▸ BRIEF
Reproduce the stretch of the cat allergy article from "When could it" through "or more years.", word for word.

CAT FRIDAY: Allergic to cats? Spokane clinic testing new treatment approach

by

This kitten doesn't want anyone to be allergic to him. - CHEY SCOTT
  • Chey Scott
  • This kitten doesn't want anyone to be allergic to him.


A cat lover who's allergic to cats. The mere thought makes my mind reel, though I deeply sympathize with sufferers of such an unfortunate reaction. To never be able to enjoy the plush softness of my cat's fur against my cheek... I just can't...

It's estimated that about a quarter of the population experiences allergic reactions to cats, from moderate to severe and, in some cases, even life-threatening. 

Modern medicine offers some temporary relief, with over-the-counter or prescription drugs, as well as longer-term allergen immunotherapy treatments. But a new treatment being tested for its effectiveness in an ongoing clinical study could offer new hope for cat lovers whose immune systems conflict with their emotional attachment to the species. 

Spokane's Marycliff Allergy Specialists is recruiting volunteers to participate in national study called CATALYST, which seeks to determine if a new immunotherapy treatment can reduce or eliminate moderate to severe cat allergy symptoms for a sustained long term. This new treatment has already been proven safe and effective in smaller groups of trial participants. I chatted with Dr. Richard Gower, who's overseeing the study at Marycliff Allergy, to find out more.

Who is eligible?
The ideal candidate for the study is between ages 12 and 65, lives with an indoor cat and has been experiencing allergic reactions to cats for at least two years. The biggest challenge isn't finding cat owners who choose to live with their beloved pets while suffering through their allergy symptoms, Dr. Gower says, but finding people who aren't also experiencing symptoms due to other known allergies, like tree pollen, grass, dogs and other allergens.

He says if a person has a known allergy to some other environmental factor, they might still be eligible to participate during the winter season. (There is no cost to the patient to participate and insurance is not required.)

How does it work?
This new treatment works by desensitizing the person's immune system to cat allergens through monthly injections for about a year. The injections contain a synthetic formulation of cat allergens that are designed to train the body's immune system not to react to actual cat-created allergens.  

"It stimulates the immune system to produce antibodies to become resistant to the symptom-causing effects," Gower explains.

Because of the drug's synthetic composition, the new treatment regimen has already been shown to do a better job than the existing cat allergy immunotherapy, and over a shorter time period.

How is it different than existing forms?
The current form of immunotherapy that exists to treat cat allergies requires a patient to commit to between 3-5 years of regularly administered shots, and has a high potential for side effects. Gower says that treatment series is not always successful for those reasons.

When could it become widely available?
Even if this treatment is shown to be effective, Gower says the approval process with the FDA could take three or more years. 

"Cat allergies are not a small problem," he adds. "Most people have exposure to cats. Not being allergic is the best, but you can't change that. Avoidance is the most effective if you're allergic to anything, but that is difficult. The second part is medications, but those don't make you less allergic — they're like Band-Aids — covering up symptoms and making you feel better. The third part, desensitization of one form or the other, like this study, makes you less allergic. It's more of an approach to a cure than treatment with medications."

[Collected data entries]
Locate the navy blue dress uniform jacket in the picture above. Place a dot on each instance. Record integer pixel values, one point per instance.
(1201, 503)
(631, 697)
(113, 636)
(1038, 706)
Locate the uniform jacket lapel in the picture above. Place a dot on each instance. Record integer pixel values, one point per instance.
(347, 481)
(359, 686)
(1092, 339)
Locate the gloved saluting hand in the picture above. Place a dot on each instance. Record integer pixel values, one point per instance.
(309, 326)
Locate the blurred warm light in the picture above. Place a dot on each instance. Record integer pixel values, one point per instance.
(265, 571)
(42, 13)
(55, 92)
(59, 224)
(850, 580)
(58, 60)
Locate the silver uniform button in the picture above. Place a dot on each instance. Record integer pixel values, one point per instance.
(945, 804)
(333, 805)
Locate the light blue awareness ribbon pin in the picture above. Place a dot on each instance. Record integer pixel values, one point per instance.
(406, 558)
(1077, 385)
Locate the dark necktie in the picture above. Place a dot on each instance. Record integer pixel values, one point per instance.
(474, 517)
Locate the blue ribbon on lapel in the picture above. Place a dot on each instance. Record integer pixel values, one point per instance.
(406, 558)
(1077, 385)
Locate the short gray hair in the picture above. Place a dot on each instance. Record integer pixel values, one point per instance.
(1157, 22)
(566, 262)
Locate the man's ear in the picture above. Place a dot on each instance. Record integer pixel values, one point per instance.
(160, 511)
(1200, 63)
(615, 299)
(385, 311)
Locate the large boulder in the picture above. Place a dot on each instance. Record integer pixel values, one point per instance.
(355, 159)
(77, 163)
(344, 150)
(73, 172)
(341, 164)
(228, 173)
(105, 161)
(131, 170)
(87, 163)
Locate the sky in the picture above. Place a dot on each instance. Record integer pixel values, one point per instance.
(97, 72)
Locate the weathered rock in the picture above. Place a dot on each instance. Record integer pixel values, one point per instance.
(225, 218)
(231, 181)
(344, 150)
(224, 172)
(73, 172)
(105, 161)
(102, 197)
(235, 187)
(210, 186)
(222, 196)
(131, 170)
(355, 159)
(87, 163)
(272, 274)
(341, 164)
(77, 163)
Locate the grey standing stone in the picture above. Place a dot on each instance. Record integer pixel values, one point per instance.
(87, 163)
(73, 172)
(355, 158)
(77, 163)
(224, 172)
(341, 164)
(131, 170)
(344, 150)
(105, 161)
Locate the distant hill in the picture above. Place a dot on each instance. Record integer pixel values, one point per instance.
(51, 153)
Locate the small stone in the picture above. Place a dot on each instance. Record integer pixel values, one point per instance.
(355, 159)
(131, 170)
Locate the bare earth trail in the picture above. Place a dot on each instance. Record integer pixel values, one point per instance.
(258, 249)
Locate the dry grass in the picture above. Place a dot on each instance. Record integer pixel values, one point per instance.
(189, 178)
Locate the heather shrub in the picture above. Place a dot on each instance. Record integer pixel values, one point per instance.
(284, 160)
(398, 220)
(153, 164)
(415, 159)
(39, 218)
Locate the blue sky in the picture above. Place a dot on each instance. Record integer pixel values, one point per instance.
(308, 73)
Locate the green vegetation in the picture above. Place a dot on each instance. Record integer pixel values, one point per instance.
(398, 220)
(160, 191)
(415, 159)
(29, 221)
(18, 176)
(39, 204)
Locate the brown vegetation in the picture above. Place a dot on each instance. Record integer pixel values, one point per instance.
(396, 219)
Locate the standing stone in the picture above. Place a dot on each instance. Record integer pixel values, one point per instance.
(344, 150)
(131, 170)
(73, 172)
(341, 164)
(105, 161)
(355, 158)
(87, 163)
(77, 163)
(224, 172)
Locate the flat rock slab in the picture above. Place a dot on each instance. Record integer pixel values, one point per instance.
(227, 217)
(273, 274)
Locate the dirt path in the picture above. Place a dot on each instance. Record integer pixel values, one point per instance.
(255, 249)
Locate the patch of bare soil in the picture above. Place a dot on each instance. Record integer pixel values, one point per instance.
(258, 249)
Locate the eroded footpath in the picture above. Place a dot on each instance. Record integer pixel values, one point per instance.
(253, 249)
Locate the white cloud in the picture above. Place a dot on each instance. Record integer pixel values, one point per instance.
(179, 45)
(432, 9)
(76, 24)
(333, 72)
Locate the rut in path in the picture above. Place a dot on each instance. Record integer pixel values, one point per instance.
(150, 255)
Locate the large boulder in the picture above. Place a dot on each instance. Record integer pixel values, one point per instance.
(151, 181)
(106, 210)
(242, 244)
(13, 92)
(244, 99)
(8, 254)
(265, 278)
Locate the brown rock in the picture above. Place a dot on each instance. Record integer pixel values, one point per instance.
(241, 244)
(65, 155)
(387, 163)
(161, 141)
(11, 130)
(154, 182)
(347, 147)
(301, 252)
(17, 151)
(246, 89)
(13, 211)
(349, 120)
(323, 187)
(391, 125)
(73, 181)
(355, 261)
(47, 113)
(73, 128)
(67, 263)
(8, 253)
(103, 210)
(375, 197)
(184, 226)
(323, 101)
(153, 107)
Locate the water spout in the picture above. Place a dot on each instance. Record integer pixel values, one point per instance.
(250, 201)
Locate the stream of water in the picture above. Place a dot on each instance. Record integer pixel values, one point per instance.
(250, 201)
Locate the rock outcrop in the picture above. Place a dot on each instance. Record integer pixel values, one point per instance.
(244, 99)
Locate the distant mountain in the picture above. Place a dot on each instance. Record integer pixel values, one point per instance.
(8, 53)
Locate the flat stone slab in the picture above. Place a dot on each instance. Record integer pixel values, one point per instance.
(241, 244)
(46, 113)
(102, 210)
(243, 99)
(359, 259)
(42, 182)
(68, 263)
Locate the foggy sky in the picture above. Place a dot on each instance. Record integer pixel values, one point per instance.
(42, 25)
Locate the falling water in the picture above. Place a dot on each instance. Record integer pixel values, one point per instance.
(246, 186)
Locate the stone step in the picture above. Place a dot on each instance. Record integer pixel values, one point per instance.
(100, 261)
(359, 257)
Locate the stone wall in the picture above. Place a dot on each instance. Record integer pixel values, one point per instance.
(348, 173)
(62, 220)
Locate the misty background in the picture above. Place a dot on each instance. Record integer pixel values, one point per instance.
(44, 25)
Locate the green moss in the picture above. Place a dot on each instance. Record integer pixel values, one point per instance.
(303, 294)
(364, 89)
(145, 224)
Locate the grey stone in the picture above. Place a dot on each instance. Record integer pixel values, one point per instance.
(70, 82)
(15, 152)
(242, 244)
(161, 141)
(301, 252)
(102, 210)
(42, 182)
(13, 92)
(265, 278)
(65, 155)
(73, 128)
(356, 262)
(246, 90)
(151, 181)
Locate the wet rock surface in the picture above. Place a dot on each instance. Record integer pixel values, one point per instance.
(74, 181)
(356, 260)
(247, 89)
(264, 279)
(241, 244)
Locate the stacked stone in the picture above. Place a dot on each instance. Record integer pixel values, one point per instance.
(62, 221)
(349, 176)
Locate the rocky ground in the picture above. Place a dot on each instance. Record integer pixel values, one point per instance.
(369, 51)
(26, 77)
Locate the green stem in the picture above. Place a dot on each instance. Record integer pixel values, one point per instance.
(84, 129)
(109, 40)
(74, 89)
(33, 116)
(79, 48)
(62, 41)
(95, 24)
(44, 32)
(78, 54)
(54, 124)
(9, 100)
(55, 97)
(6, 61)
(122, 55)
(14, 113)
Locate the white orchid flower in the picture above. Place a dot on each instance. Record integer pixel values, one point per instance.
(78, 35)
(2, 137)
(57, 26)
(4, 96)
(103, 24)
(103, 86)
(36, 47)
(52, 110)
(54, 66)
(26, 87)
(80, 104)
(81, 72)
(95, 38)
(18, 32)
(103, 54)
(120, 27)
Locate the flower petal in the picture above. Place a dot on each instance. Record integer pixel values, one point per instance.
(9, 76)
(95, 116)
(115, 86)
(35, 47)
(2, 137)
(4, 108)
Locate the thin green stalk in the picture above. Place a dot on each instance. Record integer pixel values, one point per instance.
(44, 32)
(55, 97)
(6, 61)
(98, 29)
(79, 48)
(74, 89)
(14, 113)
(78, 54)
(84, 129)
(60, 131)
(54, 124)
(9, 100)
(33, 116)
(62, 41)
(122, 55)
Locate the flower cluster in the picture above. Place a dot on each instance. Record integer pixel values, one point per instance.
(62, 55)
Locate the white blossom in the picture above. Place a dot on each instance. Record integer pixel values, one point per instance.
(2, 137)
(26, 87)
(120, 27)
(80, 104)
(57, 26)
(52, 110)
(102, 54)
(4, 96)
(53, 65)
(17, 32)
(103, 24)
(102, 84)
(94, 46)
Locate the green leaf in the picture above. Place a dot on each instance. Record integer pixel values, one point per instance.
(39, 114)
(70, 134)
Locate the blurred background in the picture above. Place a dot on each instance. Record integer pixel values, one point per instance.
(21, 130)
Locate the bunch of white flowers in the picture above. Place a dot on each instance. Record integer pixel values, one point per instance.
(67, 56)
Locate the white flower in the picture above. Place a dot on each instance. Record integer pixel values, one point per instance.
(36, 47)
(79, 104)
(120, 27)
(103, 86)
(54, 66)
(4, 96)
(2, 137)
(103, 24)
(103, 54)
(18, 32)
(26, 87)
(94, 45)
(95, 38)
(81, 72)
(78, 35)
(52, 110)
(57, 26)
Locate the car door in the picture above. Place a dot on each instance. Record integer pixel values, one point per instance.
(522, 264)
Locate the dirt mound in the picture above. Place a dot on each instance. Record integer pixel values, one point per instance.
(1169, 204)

▸ TASK ANSWER
When could it become widely available?
Even if this treatment is shown to be effective, Gower says the approval process with the FDA could take three or more years.